# Your task:
Whenever the word "overcast" shows up in a line of the data, copy that line.

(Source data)
* * * * * * * * *

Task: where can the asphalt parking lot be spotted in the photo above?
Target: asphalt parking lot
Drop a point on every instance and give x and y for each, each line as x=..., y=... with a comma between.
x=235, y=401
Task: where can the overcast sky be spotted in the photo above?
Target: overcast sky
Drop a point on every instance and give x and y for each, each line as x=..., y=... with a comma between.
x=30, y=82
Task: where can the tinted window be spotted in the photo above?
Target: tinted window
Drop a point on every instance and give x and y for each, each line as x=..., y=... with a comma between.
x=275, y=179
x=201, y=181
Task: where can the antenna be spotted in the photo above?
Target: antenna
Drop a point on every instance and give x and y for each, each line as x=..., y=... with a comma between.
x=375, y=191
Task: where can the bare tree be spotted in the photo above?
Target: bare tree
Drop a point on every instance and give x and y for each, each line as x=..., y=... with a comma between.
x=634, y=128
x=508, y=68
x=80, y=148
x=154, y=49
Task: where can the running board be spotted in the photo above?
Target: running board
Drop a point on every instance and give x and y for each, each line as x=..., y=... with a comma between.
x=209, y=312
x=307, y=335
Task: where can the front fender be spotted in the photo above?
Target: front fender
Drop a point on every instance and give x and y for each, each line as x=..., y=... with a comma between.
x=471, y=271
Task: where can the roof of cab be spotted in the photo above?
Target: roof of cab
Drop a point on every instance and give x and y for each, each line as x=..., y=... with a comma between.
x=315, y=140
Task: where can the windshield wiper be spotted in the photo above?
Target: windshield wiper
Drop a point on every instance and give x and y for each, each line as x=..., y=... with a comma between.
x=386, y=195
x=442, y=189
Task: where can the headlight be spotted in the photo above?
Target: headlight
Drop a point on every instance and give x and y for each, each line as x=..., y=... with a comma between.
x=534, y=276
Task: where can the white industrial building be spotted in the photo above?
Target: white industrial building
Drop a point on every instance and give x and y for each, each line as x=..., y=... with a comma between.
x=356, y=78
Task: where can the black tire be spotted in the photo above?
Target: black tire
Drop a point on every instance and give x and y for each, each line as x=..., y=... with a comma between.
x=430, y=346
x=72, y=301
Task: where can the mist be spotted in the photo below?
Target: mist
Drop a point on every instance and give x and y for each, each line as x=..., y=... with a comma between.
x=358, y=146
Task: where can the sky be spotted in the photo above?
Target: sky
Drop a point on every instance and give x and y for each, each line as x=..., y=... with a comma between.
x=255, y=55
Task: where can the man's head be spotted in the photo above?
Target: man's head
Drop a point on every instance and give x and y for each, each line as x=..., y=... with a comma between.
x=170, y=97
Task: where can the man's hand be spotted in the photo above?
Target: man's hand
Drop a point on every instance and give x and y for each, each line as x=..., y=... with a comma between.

* * * * * * * * *

# Answer section:
Task: where can the overcast sky be spotted in the photo above?
Target: overcast sky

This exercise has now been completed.